— Start of Document passage —
Yep, it was 1992. A post Larry Grohmann wrote on his FB page, where I guess someone called him out for stealing a Mesa Mark or Marshall VM circuit?

"I really don't know, who all meanwhile have adapted my Bite & Punch circuit and what circuit the Mark series *[pretty sure he means the Mesa Mark series]* or the Marshall VM *[Vintage Modified, came out in 2006/2007, does something similar]* is using, because I don't check into other amps, except I'd have to verify something for myself, whether it's plagiarized off my amp designs





By any means I have designed the Bite & Punch controls already back in 1992 and even my very first DINO 802 from Jan 1992 has had this Bite & Punch controls, as well as the completely rebuilt 3 channel Marshall, Kirk Hammet of Metallica has buyed in Nov 1992 - this one"


----------



## KnightBrolaire (Aug 3, 2020)

Thaeon said:


> I don't like Revv for the same reasons. They'll get the job done, but they're not what I would call colorful sounds.


You obviously haven't played a Revv irl lol


----------



## USMarine75 (Aug 3, 2020)

KnightBrolaire said:


> You obviously haven't played a Revv irl lol



The worst part of internet opinions is everyone thinks their subjective opinions are fact and/or matter. 

Him: "Revv sound like shit."

Me: "Why?"

Him: "Because I don't like how they sound."

Me: "What do you like?"

Him: "Fortin."

Me: "Why?"

Him: "Because they sound good to me."

^ every single thread on SSO asking for advice. 1% of the time opinions are built on facts - tremolo is weak, reverb is metallic, gain on channel 2 is flubby, etc...


----------



## Vyn (Aug 3, 2020)

Ribboz said:


> That is what I'm talking about, but I would not phrase it in such an insulting way. The standby is unnecessary in modern amp design. Fortin would simplify this entire situation if he removed his mute.
— End of Document passage —
Directives:
a: In the amp forum thread, what month and year does Grohmann give for his very first DINO 802?
b: Pick up the amp forum thread after its final sentence and continue writing it.
The listing comes from a separate source unrelated to the amp forum thread.
— Start of Extracted data —
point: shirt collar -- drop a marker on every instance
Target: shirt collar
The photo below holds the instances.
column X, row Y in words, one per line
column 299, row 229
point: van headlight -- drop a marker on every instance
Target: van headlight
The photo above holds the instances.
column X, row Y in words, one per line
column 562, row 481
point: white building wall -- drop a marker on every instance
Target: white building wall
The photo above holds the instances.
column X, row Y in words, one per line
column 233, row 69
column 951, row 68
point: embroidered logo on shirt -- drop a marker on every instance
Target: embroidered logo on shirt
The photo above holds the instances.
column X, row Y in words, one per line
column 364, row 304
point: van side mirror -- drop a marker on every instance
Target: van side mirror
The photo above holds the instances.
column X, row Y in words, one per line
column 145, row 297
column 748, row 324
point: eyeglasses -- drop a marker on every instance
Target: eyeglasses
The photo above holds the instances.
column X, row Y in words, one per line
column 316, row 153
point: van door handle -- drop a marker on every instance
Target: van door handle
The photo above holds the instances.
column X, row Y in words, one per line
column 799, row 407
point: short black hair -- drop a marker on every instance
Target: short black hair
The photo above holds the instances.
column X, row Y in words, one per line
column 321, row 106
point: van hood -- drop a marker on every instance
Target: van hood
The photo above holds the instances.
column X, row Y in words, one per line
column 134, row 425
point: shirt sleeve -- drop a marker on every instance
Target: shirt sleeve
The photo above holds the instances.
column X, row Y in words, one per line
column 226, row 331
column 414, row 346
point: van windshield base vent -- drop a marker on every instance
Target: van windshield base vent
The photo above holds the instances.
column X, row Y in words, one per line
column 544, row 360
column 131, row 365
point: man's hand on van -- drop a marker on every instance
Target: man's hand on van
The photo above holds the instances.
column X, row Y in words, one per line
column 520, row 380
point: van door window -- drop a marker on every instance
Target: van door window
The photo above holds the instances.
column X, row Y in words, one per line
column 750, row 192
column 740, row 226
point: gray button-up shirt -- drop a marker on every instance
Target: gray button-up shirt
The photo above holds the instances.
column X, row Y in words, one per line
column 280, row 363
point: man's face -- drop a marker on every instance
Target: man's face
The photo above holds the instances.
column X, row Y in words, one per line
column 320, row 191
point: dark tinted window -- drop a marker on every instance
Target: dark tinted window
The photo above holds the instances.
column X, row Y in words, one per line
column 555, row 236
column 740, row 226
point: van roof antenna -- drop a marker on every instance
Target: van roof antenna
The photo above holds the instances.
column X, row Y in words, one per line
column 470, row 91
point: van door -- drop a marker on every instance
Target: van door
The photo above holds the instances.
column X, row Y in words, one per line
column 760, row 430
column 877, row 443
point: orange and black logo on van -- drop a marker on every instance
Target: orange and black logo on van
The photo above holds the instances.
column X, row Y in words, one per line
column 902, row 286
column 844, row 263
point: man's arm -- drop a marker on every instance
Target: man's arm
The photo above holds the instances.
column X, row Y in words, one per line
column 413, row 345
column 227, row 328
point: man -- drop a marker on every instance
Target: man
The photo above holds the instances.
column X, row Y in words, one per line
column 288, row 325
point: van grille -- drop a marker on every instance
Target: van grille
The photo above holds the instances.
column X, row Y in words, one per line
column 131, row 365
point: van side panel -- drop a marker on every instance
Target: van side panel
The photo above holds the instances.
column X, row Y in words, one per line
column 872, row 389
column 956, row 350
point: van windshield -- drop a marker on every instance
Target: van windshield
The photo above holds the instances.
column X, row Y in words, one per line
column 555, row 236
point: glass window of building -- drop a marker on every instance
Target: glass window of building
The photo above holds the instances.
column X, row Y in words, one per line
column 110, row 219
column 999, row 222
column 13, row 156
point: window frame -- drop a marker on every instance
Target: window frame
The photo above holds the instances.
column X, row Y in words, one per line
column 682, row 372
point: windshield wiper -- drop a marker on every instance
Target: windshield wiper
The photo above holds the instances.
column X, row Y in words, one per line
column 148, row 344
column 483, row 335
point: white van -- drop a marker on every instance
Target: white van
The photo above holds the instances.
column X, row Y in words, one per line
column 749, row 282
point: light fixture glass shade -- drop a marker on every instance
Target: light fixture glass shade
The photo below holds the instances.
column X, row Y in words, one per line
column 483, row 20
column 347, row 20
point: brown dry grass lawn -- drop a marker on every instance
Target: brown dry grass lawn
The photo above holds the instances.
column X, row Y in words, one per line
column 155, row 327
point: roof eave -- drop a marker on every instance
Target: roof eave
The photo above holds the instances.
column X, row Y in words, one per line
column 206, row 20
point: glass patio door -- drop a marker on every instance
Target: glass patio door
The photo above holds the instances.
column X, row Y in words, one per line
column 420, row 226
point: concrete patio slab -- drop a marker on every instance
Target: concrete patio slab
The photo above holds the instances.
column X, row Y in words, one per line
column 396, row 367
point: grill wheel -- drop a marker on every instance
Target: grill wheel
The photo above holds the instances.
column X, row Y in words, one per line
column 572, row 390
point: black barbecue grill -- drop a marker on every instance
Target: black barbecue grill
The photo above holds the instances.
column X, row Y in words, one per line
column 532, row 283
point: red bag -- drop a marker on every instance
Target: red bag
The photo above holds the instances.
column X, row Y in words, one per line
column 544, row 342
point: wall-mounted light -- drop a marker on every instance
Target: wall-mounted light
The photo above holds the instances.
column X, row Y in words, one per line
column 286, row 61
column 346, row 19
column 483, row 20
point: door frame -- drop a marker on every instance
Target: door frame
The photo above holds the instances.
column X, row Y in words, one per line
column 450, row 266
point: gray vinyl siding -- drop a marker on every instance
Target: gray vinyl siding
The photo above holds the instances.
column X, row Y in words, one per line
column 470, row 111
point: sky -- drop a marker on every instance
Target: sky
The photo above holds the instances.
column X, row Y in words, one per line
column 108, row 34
— End of Extracted data —
The replies:
a: January 1992.

b:
Spaced Out Ace said:


> Never had an amp that wasn't silent on standby.



I've never left an amp on standby outside of warming it up initially. If the amp needs to be silent, it goes off.


----------



## Spaced Out Ace (Aug 3, 2020)

Vyn said:


> I've never left an amp on standby outside of warming it up initially. If the amp needs to be silent, it goes off.


Cool. I've still never had an amp that wasn't silent on standby.


----------



## Nick (Aug 3, 2020)

Spaced Out Ace said:


> I don't care so much if they take an established amp brands circuit, and mod it, build on it, add options and tones the original doesn't get. I do however have an issue with a "designer" lifting his ideas from a real independent designer, though.



You must hate mesa boogie then. Also any builder with a depth control which they all took directly from Steve Fryette and no royalties were paid


----------



## KnightBrolaire (Aug 3, 2020)

USMarine75 said:


> The worst part of internet opinions is everyone thinks their subjective opinions are fact and/or matter.
> 
> Him: "Revv sound like shit."
> 
> ...


I've heard enough shitty amp demos over the years to not form any strong opinions about an amp til I've personally tried it. Sadly most people are content to jump to conclusions about gear without trying it first.
I would gladly put my Revv up against any other 3+ channel amp out there. It says something when it more than competes with my Mesa MkIII, Peters FSM, Peavey XXX, Randall Archetype and PRS Archon.


----------



## Thaeon (Aug 3, 2020)

KnightBrolaire said:


> You obviously haven't played a Revv irl lol



Actually, I have. Was not inspired by it at all.


----------



## HeHasTheJazzHands (Aug 3, 2020)

I have a friend who SWEARS by his Revv as well. It smoked his old Archon. From what I can tell, Revv was one of those few "internet" amp companies that actually lived up to the hype.


----------



## Thaeon (Aug 3, 2020)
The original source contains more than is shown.